## PROBLEM DETAILS
Leaving out the pictures, print exactly the lines from the one holding "Target: pale pink flower" to the last line of the entries below, both included, and nothing more.

## Source data
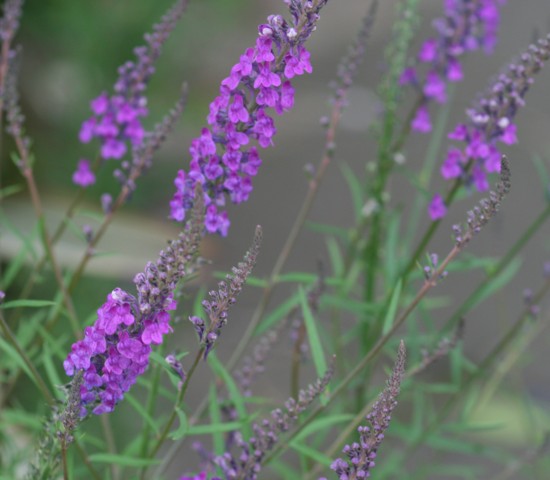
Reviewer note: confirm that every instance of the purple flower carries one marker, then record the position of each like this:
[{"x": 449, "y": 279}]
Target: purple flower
[
  {"x": 116, "y": 119},
  {"x": 490, "y": 124},
  {"x": 437, "y": 208},
  {"x": 115, "y": 350},
  {"x": 221, "y": 159},
  {"x": 199, "y": 476},
  {"x": 361, "y": 455},
  {"x": 467, "y": 25},
  {"x": 421, "y": 121},
  {"x": 83, "y": 175}
]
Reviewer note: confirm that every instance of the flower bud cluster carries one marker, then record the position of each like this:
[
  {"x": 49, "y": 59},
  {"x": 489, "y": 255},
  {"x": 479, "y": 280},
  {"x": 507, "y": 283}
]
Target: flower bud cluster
[
  {"x": 116, "y": 349},
  {"x": 248, "y": 462},
  {"x": 468, "y": 25},
  {"x": 223, "y": 160},
  {"x": 361, "y": 454},
  {"x": 490, "y": 125},
  {"x": 226, "y": 295},
  {"x": 116, "y": 119}
]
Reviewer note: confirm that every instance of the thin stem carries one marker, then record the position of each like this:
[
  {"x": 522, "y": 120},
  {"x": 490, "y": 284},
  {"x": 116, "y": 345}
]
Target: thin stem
[
  {"x": 296, "y": 361},
  {"x": 292, "y": 237},
  {"x": 174, "y": 414},
  {"x": 111, "y": 444},
  {"x": 40, "y": 383},
  {"x": 28, "y": 174},
  {"x": 376, "y": 349},
  {"x": 151, "y": 402},
  {"x": 482, "y": 287},
  {"x": 64, "y": 461}
]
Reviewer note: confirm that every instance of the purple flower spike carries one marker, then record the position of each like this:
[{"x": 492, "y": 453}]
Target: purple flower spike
[
  {"x": 361, "y": 455},
  {"x": 490, "y": 125},
  {"x": 468, "y": 25},
  {"x": 116, "y": 119},
  {"x": 437, "y": 208},
  {"x": 221, "y": 159},
  {"x": 116, "y": 349},
  {"x": 83, "y": 176}
]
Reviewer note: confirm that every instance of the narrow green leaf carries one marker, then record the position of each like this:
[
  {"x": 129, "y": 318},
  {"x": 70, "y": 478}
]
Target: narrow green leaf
[
  {"x": 232, "y": 388},
  {"x": 335, "y": 255},
  {"x": 51, "y": 371},
  {"x": 392, "y": 309},
  {"x": 183, "y": 427},
  {"x": 12, "y": 353},
  {"x": 355, "y": 188},
  {"x": 142, "y": 412},
  {"x": 278, "y": 314},
  {"x": 313, "y": 335},
  {"x": 495, "y": 284},
  {"x": 329, "y": 230},
  {"x": 542, "y": 171},
  {"x": 212, "y": 428},
  {"x": 393, "y": 243},
  {"x": 27, "y": 304},
  {"x": 215, "y": 418},
  {"x": 319, "y": 457},
  {"x": 321, "y": 424},
  {"x": 122, "y": 460}
]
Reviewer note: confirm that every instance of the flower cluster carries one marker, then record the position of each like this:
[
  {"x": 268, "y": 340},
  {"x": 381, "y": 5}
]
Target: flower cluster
[
  {"x": 223, "y": 160},
  {"x": 111, "y": 354},
  {"x": 221, "y": 299},
  {"x": 361, "y": 455},
  {"x": 467, "y": 25},
  {"x": 480, "y": 215},
  {"x": 490, "y": 124},
  {"x": 247, "y": 464},
  {"x": 116, "y": 119},
  {"x": 116, "y": 349}
]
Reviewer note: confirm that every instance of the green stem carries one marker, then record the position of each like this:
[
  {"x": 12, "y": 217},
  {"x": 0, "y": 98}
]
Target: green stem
[
  {"x": 174, "y": 414},
  {"x": 481, "y": 289},
  {"x": 40, "y": 383}
]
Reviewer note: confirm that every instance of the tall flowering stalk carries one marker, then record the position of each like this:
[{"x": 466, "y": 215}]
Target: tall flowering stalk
[
  {"x": 116, "y": 349},
  {"x": 116, "y": 119},
  {"x": 223, "y": 160},
  {"x": 490, "y": 124},
  {"x": 248, "y": 462},
  {"x": 361, "y": 454},
  {"x": 226, "y": 295},
  {"x": 467, "y": 25}
]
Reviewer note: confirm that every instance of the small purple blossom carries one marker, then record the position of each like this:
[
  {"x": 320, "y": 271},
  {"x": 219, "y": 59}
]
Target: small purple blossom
[
  {"x": 117, "y": 118},
  {"x": 220, "y": 300},
  {"x": 437, "y": 208},
  {"x": 467, "y": 25},
  {"x": 115, "y": 350},
  {"x": 490, "y": 125},
  {"x": 223, "y": 158},
  {"x": 83, "y": 176}
]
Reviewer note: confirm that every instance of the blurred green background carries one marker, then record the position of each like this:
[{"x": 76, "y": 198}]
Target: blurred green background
[{"x": 71, "y": 51}]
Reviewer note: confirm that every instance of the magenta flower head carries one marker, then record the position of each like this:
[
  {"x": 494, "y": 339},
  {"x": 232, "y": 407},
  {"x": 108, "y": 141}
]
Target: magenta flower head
[
  {"x": 115, "y": 350},
  {"x": 117, "y": 119},
  {"x": 490, "y": 125},
  {"x": 225, "y": 157},
  {"x": 468, "y": 25}
]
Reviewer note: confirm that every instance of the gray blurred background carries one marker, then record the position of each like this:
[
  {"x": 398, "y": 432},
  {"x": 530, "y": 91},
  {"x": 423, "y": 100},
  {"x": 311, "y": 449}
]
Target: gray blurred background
[{"x": 71, "y": 51}]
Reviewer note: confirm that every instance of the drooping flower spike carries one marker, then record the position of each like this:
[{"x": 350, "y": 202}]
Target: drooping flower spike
[
  {"x": 117, "y": 118},
  {"x": 467, "y": 25},
  {"x": 225, "y": 157},
  {"x": 116, "y": 349},
  {"x": 490, "y": 125},
  {"x": 361, "y": 455}
]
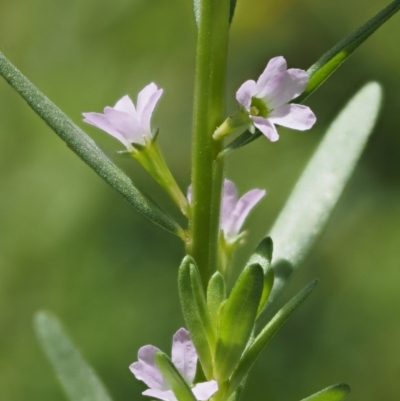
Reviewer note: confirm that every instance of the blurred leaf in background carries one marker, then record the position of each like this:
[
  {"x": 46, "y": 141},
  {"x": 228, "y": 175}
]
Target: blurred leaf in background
[{"x": 71, "y": 245}]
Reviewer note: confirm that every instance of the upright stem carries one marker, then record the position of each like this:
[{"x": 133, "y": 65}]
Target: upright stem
[{"x": 209, "y": 104}]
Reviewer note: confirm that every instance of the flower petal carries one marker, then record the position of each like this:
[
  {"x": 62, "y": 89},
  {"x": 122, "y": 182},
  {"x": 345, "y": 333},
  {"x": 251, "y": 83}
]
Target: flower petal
[
  {"x": 125, "y": 124},
  {"x": 285, "y": 87},
  {"x": 267, "y": 128},
  {"x": 126, "y": 105},
  {"x": 295, "y": 116},
  {"x": 229, "y": 200},
  {"x": 147, "y": 101},
  {"x": 146, "y": 369},
  {"x": 102, "y": 122},
  {"x": 245, "y": 92},
  {"x": 184, "y": 355},
  {"x": 161, "y": 395},
  {"x": 242, "y": 209},
  {"x": 203, "y": 391},
  {"x": 275, "y": 66}
]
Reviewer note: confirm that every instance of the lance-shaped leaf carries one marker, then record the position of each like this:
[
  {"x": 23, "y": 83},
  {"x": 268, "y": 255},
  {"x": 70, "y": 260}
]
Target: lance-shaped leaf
[
  {"x": 77, "y": 378},
  {"x": 216, "y": 294},
  {"x": 237, "y": 320},
  {"x": 318, "y": 190},
  {"x": 193, "y": 317},
  {"x": 177, "y": 383},
  {"x": 255, "y": 349},
  {"x": 337, "y": 392},
  {"x": 327, "y": 65},
  {"x": 85, "y": 147},
  {"x": 332, "y": 59}
]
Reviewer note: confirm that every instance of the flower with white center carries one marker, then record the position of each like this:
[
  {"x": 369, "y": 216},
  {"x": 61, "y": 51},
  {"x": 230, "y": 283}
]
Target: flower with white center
[
  {"x": 127, "y": 123},
  {"x": 266, "y": 102},
  {"x": 234, "y": 211},
  {"x": 184, "y": 357}
]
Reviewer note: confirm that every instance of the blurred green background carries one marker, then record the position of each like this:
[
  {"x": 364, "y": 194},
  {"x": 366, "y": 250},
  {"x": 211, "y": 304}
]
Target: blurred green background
[{"x": 71, "y": 245}]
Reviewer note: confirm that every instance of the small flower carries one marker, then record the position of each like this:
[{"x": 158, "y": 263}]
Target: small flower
[
  {"x": 126, "y": 123},
  {"x": 234, "y": 211},
  {"x": 184, "y": 357},
  {"x": 266, "y": 100}
]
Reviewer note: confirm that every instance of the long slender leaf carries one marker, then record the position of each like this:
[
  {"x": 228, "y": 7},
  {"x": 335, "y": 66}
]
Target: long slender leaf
[
  {"x": 85, "y": 147},
  {"x": 327, "y": 65},
  {"x": 237, "y": 320},
  {"x": 77, "y": 378},
  {"x": 318, "y": 190},
  {"x": 173, "y": 378},
  {"x": 254, "y": 351},
  {"x": 192, "y": 316},
  {"x": 337, "y": 392}
]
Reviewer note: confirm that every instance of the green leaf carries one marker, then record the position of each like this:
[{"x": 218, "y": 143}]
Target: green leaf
[
  {"x": 269, "y": 277},
  {"x": 327, "y": 65},
  {"x": 196, "y": 5},
  {"x": 173, "y": 378},
  {"x": 216, "y": 294},
  {"x": 202, "y": 307},
  {"x": 77, "y": 378},
  {"x": 263, "y": 254},
  {"x": 85, "y": 148},
  {"x": 337, "y": 392},
  {"x": 332, "y": 59},
  {"x": 318, "y": 190},
  {"x": 192, "y": 316},
  {"x": 255, "y": 349},
  {"x": 241, "y": 306}
]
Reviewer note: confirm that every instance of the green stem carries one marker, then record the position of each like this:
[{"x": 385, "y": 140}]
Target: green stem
[{"x": 209, "y": 104}]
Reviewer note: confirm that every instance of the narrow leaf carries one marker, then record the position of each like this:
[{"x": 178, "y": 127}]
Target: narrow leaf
[
  {"x": 263, "y": 254},
  {"x": 173, "y": 378},
  {"x": 254, "y": 351},
  {"x": 327, "y": 65},
  {"x": 77, "y": 378},
  {"x": 337, "y": 392},
  {"x": 192, "y": 317},
  {"x": 332, "y": 59},
  {"x": 85, "y": 148},
  {"x": 201, "y": 303},
  {"x": 241, "y": 306},
  {"x": 216, "y": 294},
  {"x": 318, "y": 190}
]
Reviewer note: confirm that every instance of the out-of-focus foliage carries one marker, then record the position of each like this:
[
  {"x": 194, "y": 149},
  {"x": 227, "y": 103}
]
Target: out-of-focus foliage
[{"x": 69, "y": 244}]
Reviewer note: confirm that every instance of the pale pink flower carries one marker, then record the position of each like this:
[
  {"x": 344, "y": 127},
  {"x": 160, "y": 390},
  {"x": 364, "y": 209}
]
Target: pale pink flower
[
  {"x": 184, "y": 357},
  {"x": 125, "y": 122},
  {"x": 266, "y": 100}
]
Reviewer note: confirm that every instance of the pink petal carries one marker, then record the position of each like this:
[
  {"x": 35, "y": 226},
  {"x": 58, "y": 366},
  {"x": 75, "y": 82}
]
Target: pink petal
[
  {"x": 241, "y": 211},
  {"x": 295, "y": 116},
  {"x": 184, "y": 355},
  {"x": 275, "y": 66},
  {"x": 147, "y": 101},
  {"x": 266, "y": 127},
  {"x": 229, "y": 199},
  {"x": 101, "y": 121},
  {"x": 203, "y": 391},
  {"x": 125, "y": 124},
  {"x": 285, "y": 87},
  {"x": 245, "y": 92},
  {"x": 126, "y": 105},
  {"x": 167, "y": 395},
  {"x": 146, "y": 369}
]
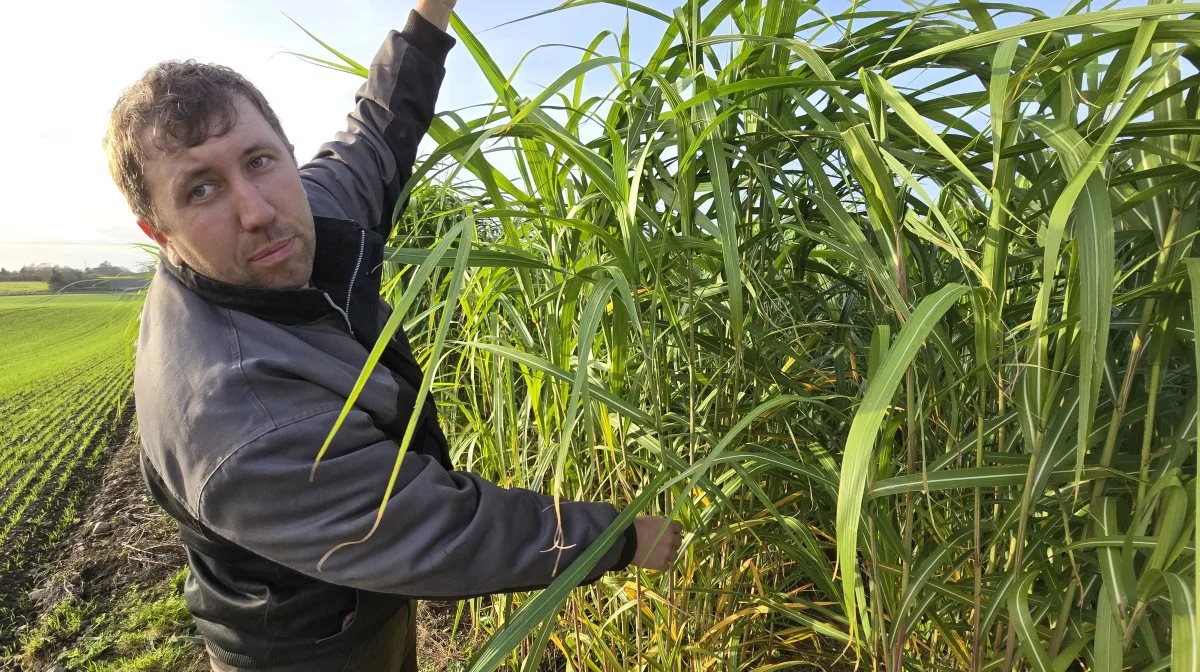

## RESULT
Target: pale pink flower
[
  {"x": 184, "y": 357},
  {"x": 125, "y": 122},
  {"x": 266, "y": 100}
]
Reviewer note: confirm that every instance of the pink petal carries one marker, then record the position of each like this:
[
  {"x": 35, "y": 226},
  {"x": 58, "y": 366},
  {"x": 75, "y": 82}
]
Target: pink petal
[
  {"x": 241, "y": 211},
  {"x": 295, "y": 116},
  {"x": 184, "y": 355},
  {"x": 275, "y": 66},
  {"x": 147, "y": 101},
  {"x": 266, "y": 127},
  {"x": 229, "y": 199},
  {"x": 101, "y": 121},
  {"x": 203, "y": 391},
  {"x": 125, "y": 124},
  {"x": 285, "y": 87},
  {"x": 245, "y": 92},
  {"x": 126, "y": 105},
  {"x": 167, "y": 395},
  {"x": 146, "y": 369}
]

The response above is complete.